** begin Records shown **

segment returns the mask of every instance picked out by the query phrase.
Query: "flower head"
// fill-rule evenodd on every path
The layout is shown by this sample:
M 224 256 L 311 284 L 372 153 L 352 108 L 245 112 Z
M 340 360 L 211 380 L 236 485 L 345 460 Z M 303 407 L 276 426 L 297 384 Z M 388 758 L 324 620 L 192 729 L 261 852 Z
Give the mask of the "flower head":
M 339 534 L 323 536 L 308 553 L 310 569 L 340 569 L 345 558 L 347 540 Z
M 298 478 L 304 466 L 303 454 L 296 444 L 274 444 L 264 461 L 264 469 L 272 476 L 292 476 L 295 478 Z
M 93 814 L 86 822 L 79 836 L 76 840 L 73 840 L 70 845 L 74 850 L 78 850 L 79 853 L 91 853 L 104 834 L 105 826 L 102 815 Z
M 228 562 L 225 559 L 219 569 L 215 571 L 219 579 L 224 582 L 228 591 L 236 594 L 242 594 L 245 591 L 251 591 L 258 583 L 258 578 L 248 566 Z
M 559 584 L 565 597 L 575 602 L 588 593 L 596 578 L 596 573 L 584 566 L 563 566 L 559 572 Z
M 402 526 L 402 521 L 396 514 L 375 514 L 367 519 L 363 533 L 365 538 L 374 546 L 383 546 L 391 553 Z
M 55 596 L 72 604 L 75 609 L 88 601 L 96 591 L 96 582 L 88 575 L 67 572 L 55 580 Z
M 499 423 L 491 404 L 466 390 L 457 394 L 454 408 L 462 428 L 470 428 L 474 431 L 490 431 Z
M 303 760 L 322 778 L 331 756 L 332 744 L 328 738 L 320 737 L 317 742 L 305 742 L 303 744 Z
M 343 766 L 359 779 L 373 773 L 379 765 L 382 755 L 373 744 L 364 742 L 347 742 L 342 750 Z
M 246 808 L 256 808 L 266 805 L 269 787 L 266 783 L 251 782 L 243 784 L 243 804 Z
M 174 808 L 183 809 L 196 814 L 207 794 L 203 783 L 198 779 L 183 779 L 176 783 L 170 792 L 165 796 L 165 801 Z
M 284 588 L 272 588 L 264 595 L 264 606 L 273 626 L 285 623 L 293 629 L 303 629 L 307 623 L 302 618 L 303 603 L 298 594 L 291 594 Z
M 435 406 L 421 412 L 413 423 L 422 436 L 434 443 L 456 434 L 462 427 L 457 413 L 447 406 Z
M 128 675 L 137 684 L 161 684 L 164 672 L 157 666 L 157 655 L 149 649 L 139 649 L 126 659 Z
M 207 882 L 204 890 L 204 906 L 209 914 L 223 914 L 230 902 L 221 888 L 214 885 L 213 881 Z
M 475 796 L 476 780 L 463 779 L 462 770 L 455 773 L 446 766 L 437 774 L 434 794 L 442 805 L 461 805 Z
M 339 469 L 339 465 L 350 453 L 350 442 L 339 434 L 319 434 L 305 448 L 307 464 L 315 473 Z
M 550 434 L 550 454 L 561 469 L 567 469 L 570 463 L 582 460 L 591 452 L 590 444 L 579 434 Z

** end Records shown **

__Your task__: Substitute "blossom" for "flower head" throughout the stretch from the start of the entries through the line containing "M 93 814 L 86", leaving everything else unchanged.

__Answer__:
segment returns the mask of every instance picked out by the query phrase.
Query: "blossom"
// fill-rule evenodd on every path
The layout is shown by this sample:
M 224 256 L 311 284 L 372 153 L 352 108 L 245 112 Z
M 340 360 L 211 380 L 236 485 L 345 460 Z M 303 407 L 276 426 L 297 384 Z M 388 758 L 324 620 L 192 729 L 261 852 Z
Give the mask of the "blossom":
M 339 534 L 323 536 L 308 553 L 310 569 L 340 569 L 345 558 L 347 540 Z
M 298 478 L 304 466 L 303 454 L 296 444 L 274 444 L 264 461 L 264 469 L 272 476 L 292 476 L 295 478 Z
M 93 814 L 86 822 L 79 836 L 76 840 L 73 840 L 70 845 L 74 850 L 78 850 L 79 853 L 91 853 L 104 834 L 105 826 L 102 815 Z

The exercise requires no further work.